本文:
- - - - -

指揮官にブチギレ「何やっているんだ!」 食事も拒否、大荒れで出向いた所沢の夜
大差を追う無死満塁、カウント3-0からのヒッティングに「待たせな、アカンやろ!」
野球評論家の伊勢孝夫氏は1996年から1999年までの近鉄・佐々木恭介監督時代にヘッド兼打撃コーチ、2000年から2シーズンは梨田昌孝監督の下でヘッドコーチを務めた。ヤクルト打撃コーチ時代に野村克也監督に叩き込まれたID野球を近鉄にも注入した。そんななか「あいつは、よう勉強しとったよ」と褒めたのが中村紀洋内野手だ。近鉄は2001年に優勝を成し遂げたが、伊勢氏は中村を若い選手の手本にしたこともあったという。

- - - - -

提供された情報:
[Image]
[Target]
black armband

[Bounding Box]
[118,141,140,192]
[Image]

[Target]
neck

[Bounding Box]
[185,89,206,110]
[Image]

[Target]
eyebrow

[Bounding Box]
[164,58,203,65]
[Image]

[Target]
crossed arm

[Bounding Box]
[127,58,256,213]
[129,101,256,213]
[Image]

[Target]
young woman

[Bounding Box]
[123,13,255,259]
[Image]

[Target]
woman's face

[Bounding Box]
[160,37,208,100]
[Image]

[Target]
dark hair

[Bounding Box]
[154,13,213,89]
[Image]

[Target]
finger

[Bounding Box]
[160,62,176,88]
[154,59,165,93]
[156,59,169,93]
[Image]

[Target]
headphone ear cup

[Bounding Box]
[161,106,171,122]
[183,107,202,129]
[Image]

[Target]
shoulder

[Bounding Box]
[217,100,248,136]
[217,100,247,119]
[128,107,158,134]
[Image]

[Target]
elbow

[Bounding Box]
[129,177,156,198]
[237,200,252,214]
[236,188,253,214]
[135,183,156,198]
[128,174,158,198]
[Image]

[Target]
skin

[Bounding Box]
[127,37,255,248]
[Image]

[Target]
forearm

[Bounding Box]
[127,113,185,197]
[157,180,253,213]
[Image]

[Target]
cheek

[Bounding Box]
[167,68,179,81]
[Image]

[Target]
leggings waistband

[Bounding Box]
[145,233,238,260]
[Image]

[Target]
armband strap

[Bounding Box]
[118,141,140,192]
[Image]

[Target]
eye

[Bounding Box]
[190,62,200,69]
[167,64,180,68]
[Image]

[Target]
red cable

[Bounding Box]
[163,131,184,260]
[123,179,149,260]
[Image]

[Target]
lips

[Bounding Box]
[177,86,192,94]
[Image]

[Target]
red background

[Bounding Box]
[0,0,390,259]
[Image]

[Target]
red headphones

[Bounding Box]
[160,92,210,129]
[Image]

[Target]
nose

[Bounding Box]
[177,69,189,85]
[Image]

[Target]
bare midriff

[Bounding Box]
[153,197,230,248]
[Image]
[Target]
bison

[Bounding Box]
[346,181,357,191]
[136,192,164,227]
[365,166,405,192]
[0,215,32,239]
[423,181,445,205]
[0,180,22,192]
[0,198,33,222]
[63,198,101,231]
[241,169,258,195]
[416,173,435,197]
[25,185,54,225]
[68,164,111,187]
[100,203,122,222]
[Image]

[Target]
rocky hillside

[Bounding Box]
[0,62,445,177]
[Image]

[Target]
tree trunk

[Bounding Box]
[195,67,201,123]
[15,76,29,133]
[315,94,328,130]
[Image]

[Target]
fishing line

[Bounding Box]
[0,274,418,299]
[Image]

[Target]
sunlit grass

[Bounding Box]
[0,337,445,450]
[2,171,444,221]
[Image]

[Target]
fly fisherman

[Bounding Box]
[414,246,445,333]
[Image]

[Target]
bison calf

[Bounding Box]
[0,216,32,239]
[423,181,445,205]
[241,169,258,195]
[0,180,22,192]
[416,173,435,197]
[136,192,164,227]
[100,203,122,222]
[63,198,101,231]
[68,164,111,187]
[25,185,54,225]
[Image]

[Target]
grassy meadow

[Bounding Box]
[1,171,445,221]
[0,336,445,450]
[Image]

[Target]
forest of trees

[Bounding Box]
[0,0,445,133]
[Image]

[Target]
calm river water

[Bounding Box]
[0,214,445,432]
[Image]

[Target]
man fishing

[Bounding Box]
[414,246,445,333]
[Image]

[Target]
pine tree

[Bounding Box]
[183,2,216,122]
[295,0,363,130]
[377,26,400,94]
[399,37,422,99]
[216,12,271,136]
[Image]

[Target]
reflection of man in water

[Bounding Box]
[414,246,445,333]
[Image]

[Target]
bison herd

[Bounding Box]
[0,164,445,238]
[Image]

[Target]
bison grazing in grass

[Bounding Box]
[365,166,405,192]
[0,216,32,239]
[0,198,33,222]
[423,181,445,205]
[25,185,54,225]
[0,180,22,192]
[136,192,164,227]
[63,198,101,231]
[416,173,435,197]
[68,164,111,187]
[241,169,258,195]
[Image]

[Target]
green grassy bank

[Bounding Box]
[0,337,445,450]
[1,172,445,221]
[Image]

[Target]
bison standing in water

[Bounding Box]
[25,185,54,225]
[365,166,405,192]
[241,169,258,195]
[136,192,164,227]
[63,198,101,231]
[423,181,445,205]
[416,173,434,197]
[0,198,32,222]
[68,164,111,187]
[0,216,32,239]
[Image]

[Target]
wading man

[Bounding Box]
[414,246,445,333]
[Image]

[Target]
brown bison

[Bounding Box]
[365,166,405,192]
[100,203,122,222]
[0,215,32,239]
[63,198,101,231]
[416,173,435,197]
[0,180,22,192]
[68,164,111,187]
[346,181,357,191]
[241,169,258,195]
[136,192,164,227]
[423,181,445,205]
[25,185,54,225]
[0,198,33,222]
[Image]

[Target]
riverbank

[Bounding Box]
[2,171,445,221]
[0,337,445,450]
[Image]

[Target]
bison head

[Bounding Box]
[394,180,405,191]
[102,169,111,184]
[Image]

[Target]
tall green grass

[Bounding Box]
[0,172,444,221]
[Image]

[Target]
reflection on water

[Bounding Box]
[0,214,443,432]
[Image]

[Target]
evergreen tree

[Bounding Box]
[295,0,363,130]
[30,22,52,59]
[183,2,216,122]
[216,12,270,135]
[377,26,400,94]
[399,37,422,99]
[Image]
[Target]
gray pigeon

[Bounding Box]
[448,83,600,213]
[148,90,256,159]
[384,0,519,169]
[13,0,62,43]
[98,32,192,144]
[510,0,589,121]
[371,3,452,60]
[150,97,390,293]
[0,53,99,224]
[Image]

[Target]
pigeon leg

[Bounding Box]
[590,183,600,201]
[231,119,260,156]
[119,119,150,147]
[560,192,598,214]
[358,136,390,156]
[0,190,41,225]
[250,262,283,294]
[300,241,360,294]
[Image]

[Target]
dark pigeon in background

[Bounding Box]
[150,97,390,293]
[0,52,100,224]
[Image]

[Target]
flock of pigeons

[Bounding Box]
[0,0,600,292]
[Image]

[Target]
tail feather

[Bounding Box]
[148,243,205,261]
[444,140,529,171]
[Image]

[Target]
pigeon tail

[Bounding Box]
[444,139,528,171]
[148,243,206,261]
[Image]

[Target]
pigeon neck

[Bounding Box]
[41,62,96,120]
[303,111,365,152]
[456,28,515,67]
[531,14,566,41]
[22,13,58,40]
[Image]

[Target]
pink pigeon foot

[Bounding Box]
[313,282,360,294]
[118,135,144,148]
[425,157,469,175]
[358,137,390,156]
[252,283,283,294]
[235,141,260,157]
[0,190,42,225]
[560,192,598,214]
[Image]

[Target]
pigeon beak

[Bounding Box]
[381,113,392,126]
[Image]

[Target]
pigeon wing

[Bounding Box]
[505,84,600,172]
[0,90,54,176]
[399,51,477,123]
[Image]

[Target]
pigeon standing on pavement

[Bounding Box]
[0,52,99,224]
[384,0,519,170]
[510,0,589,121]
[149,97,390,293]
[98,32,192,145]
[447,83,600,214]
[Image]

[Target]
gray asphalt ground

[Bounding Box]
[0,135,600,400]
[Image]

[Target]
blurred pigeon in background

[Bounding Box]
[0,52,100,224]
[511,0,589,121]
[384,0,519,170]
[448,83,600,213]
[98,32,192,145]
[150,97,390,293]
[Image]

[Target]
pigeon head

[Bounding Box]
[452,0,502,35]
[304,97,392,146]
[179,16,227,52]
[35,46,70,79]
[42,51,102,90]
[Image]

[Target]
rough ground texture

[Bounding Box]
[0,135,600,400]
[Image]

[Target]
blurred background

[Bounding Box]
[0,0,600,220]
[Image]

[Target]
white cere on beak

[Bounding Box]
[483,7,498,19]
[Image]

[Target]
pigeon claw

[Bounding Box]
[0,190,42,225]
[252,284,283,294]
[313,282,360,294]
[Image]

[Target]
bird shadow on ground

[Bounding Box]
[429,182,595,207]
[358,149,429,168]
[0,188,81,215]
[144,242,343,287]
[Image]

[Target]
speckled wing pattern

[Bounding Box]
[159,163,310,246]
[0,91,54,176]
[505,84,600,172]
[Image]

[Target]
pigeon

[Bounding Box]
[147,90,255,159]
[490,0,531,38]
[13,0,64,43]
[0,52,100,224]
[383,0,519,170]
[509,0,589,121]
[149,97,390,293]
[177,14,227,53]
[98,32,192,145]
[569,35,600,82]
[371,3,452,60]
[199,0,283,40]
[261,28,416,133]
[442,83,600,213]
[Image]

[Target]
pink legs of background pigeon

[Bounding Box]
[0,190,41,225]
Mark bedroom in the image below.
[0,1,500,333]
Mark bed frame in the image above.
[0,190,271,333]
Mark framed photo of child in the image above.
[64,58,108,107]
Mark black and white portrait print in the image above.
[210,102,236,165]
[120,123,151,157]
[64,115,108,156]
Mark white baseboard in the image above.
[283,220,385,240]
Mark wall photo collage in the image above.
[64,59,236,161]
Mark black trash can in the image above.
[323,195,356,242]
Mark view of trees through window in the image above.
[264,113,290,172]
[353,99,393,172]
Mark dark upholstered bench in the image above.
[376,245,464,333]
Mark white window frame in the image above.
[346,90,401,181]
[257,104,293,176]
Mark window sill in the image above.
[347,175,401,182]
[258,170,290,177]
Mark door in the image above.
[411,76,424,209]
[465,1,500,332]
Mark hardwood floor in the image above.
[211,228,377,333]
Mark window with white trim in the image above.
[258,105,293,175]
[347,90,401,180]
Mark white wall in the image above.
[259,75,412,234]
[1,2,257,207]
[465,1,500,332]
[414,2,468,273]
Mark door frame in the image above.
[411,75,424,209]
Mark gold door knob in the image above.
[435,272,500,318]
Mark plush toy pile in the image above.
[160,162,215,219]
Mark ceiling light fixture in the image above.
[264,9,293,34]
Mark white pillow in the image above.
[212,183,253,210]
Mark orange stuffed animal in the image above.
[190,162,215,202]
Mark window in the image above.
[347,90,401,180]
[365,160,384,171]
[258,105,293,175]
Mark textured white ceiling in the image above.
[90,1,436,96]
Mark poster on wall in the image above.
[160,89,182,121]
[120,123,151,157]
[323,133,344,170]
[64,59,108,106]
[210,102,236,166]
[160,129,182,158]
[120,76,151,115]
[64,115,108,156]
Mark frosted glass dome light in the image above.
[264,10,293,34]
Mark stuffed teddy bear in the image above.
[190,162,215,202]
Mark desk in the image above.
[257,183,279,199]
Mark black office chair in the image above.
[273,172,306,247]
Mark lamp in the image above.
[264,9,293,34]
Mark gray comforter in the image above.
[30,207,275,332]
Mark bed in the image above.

- - - - -

取り組む課題:
1. 伊勢孝夫氏と近鉄についての文章によると、伊勢氏が近鉄でヘッド兼打撃コーチを務めたのはどの監督の時代ですか。
2. 伊勢孝夫氏と近鉄についての文章を、最後の文の次から書き継いでください。
ここでの作業に記録は一切関係しません。

課題の解答:
1. 佐々木恭介監督の時代（1996年から1999年まで）です。

2.
伊勢氏が近鉄コーチになってからの順位は1996年4位、1997年3位と階段を上がったものの1998年5位、1999年6位、2000年6位と低迷。伊勢氏が推し進めた野村克也仕込みの野球は、ヤクルトとは環境も違いすぎたのか、近鉄ではなかなか結果を出せなかった。これには伊勢氏も歯がゆい思いだった。苛立ちもあったのだろう。試合中のベンチで梨田監督に対して、つい声を荒げたこともあったと明かす。
「西武球場での西武戦で確か10-0くらいで負けている展開で6回表だったかな、ノーアウト満塁でバッターは川口(憲史外野手)やった。スリーボールから梨田が打たせよったんよ。それでファウルフライ。思わず梨田に『何やっているんだ! あんなところでホームランを打ってもまだ足りんやないか! 待たせな、アカンやろ!』って言ったことがあった。『みんな勝ちたいと思って一生懸命やっているんだけど、そこを間違えたらいかん!』って話をね」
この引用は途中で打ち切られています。